--- start ---

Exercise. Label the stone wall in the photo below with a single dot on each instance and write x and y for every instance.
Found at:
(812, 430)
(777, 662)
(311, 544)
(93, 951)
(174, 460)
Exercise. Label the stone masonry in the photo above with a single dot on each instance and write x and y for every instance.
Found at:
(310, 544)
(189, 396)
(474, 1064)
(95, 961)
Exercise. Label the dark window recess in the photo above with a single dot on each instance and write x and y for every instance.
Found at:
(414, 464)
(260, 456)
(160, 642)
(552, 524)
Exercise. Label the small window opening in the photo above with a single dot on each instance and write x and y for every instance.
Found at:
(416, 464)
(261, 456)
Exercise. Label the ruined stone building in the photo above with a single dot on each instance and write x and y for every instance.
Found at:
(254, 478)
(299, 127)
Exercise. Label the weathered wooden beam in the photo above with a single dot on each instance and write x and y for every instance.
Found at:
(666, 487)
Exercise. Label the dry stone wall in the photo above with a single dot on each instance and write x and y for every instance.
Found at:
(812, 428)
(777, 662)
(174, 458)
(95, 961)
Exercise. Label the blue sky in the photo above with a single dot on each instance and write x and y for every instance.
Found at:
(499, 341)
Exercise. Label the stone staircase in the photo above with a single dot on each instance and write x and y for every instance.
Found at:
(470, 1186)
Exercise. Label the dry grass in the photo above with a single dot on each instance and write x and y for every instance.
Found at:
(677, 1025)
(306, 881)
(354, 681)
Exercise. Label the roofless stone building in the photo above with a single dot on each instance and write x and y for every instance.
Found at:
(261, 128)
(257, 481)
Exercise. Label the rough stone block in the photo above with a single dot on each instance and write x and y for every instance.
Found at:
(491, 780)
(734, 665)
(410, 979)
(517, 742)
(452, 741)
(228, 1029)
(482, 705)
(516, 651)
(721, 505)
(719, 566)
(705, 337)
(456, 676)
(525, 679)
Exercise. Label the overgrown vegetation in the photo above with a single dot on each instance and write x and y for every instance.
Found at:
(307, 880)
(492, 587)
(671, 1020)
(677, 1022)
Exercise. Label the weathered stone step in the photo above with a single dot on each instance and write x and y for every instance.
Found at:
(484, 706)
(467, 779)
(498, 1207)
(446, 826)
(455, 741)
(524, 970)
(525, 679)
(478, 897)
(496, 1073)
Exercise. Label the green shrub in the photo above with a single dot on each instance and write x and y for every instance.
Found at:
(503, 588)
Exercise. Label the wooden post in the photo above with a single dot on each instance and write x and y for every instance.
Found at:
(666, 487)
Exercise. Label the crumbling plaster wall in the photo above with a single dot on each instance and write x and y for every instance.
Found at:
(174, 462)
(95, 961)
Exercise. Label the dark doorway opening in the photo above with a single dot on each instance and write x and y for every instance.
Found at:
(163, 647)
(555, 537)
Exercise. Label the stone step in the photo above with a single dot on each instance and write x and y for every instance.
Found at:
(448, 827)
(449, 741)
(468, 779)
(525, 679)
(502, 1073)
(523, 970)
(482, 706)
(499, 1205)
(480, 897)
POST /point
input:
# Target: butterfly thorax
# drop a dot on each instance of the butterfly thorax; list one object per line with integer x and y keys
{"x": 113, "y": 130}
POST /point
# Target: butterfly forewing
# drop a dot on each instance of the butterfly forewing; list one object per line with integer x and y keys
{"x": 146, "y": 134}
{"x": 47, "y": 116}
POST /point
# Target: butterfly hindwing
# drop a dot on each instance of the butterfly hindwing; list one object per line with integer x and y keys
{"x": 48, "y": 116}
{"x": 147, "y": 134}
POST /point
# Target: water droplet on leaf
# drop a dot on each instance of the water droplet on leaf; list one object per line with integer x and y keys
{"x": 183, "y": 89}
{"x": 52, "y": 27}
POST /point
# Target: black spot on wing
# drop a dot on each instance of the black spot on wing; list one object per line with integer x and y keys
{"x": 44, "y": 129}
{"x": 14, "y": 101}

--- end ---

### The request
Repeat every entry word for word.

### Worked answer
Exercise. Label the stone wall in the photo below with a single dot on each instance and write x and y for every instance.
Found at:
(812, 430)
(777, 662)
(311, 544)
(93, 951)
(174, 460)
Exercise. Label the stone masonry in the photo above with a single dot on each instance and write x and y for every instance.
Found at:
(310, 544)
(189, 396)
(474, 1064)
(95, 961)
Exercise. Label the dark window recess in the photo above with a single dot on each instance and write x and y for every instance.
Found at:
(414, 464)
(260, 456)
(160, 642)
(552, 524)
Exercise. Label the small window opening in the photo above with a single dot on each instance and write x and y for every instance.
Found at:
(416, 464)
(261, 456)
Exercise. Label the ruined stone building in the photo above with a single dot on each instance and write x and y for every instance.
Found at:
(254, 478)
(299, 127)
Exercise. Label the weathered wooden beam in the photo above with a single dot on each instance and write x and y for every instance.
Found at:
(666, 487)
Exercise. Label the dry stone wall in the photo above with a single dot on each instance and write x and y for every instance.
Found at:
(812, 428)
(777, 662)
(174, 458)
(95, 961)
Exercise. Label the blue sky in the photo above with a single dot on each instance and write x and y for every instance.
Found at:
(499, 341)
Exercise. Label the stone staircase in the photo above with a single dot on each instance and write x and y for every instance.
Found at:
(470, 1186)
Exercise. Label the dry grass in the photo above with a single dot on each instance and write x and y for every instance.
Found at:
(677, 1025)
(306, 881)
(354, 681)
Exercise. Label the roofless stone building in the photo above with a single dot on each instance and write x and y for every instance.
Found at:
(261, 128)
(257, 481)
Exercise. Label the rough stone block in the photo above with a single dot on each instance and write x and y for every instance.
Found at:
(491, 780)
(734, 665)
(410, 979)
(517, 742)
(452, 741)
(228, 1029)
(482, 705)
(516, 651)
(721, 505)
(719, 566)
(705, 337)
(456, 676)
(525, 679)
Exercise. Label the overgrown vegetation in the photo above with a single dot on each instance and write x and y for every instance.
Found at:
(307, 880)
(492, 587)
(671, 1020)
(677, 1022)
Exercise. Label the weathered stone step in the photo above with a single dot on each instance and write x and y for every instance.
Found at:
(484, 706)
(467, 779)
(498, 1207)
(446, 826)
(455, 741)
(524, 970)
(525, 679)
(478, 897)
(496, 1073)
Exercise. Label the green shrub in the photo above with a single dot on each instance and write x and y for every instance.
Found at:
(503, 588)
Exercise. Label the wooden post in the photo above with a single dot on each instance and write x and y for every instance.
Found at:
(666, 487)
Exercise. Label the crumbling plaster wall in the photo above with a single dot on each instance and write x and y for every instance.
Found at:
(174, 462)
(95, 961)
Exercise. Label the dark doorway opening in the photo above with a single dot on each instance and write x and y for every instance.
Found at:
(163, 647)
(555, 537)
Exercise. Label the stone step in the photo above with a single dot on each instance and write x and y for every instance.
Found at:
(448, 827)
(449, 741)
(468, 779)
(525, 679)
(502, 1073)
(523, 970)
(482, 706)
(499, 1205)
(480, 897)
POST /point
input:
# Target: butterfly thorax
# drop a dot on each instance of the butterfly thorax; list one object per line with integer x and y keys
{"x": 113, "y": 130}
POST /point
# Target: butterfly forewing
# drop a dot on each instance of the butterfly forewing; list one object per line with integer x and y keys
{"x": 146, "y": 134}
{"x": 47, "y": 116}
POST /point
# Target: butterfly hindwing
# drop a dot on each instance of the butterfly hindwing; list one object per line with integer x and y keys
{"x": 48, "y": 116}
{"x": 147, "y": 134}
POST /point
# Target: water droplet on leaf
# drop a dot on each instance of the water droplet on leaf; list one object per line with integer x and y keys
{"x": 183, "y": 89}
{"x": 52, "y": 27}
POST /point
# Target: black spot on wing
# drop a dot on each instance of the black spot on wing; list one object per line with integer x and y keys
{"x": 44, "y": 129}
{"x": 14, "y": 101}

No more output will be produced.